Short task -> Rewrite the material below, swapping "tilted headstone" for "leaning gravestone" and leaving everything else unchanged.

Material to process ->
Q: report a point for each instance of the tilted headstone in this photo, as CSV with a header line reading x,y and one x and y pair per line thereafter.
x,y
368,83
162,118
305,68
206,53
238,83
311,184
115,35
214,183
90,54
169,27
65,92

Output for this exercise ->
Q: report a point for each instance of the leaning gravestone in this photo, as CSV with a header line reading x,y and one x and y pair per line thereafter.
x,y
368,83
162,118
305,68
206,53
238,83
311,184
115,35
214,183
90,54
169,27
65,92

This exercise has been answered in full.